**Exercise brief:** Continue the passage about Mark Naison's book and the fight over school reform in America, starting right after its last sentence.

**Document passage:**
Whether or not this movement will succeed—it has a difficult task in the face of concerted resistance by American oligarchs of both political parties—remains to be seen. But, sparked by a growing cadre of talented spokespeople like the three I have mentioned here, its chance of creating an effective counter to the monied movement of “reform” grows daily.

Anyone who wants to understand this movement, to be involved in it, to counter it, or just to observe it intelligently, would do well to read Naison’s book. All of us should want to: the conflict between the “reformers” and this new mass movement may well prove to be central to the American history of the next few years.

2 thoughts on “Badass Mark Naison and the Growing Conflict in American Education: A Book Review

  1. Hi – See my October 2013 story, “How Segregation Helped Create The Religious Right and the School Privatization Movement” ( http://www.talk2action.org/story/2013/10/18/13397/601 ) for some material relevant to the comment that the privatization/voucher movement is “promoting “the re-creation of a dual school system” as diabolic as that destroyed more than half a century ago in Brown v. Board of Education”.

**Extracted material:**
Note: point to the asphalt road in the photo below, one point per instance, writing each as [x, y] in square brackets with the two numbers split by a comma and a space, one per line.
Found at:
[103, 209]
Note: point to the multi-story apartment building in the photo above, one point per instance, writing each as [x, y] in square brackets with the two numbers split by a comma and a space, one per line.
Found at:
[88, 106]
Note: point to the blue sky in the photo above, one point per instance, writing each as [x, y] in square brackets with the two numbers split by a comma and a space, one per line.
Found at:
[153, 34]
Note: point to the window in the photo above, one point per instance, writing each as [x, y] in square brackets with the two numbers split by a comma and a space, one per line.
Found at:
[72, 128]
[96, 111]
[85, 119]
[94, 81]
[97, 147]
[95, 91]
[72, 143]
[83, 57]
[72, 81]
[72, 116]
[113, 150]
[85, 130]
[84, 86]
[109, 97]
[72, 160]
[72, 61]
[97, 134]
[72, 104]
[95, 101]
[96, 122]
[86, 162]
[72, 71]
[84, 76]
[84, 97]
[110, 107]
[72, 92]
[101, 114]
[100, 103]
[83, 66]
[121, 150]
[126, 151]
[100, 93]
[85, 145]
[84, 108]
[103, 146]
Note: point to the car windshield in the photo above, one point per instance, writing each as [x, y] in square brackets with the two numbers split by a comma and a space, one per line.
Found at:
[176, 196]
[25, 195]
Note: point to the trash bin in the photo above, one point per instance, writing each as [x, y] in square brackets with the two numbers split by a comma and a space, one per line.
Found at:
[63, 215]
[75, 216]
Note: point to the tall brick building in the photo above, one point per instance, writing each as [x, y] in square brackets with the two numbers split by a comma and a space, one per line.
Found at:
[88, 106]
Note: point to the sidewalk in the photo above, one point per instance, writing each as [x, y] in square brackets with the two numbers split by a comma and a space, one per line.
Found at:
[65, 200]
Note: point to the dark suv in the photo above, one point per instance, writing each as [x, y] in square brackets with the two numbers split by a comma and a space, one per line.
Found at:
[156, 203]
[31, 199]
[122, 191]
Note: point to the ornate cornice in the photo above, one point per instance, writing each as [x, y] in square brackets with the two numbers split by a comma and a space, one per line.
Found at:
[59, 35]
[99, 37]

**Output for this task:**
  2. Reblogged this on As the Adjunctiverse Turns and commented:
    Here’s a good 2014 review article of Mark Naison’s book reflecting on the history of public education, corporatist “reform” and rising resistance. Both are well worth revisiting and as relevant now as when they originally appeared last year. Just yesterday Mark Naison wrote:

    “Within five years, public education will be virtually eliminated in many of the nation’s cities, replaced by charter schools, and online schools. The results will fall somewhere between tragic and disappointing if rents continue to rise, wages fall, and if most of the new jobs created are minimum wage or part time and without benefits. But that’s OK. Think of all the money saved in pension costs and all the profits made in real estate investments. At least somebody gained from this “education revolution.” Just not the people who it was allegedly intended to help.”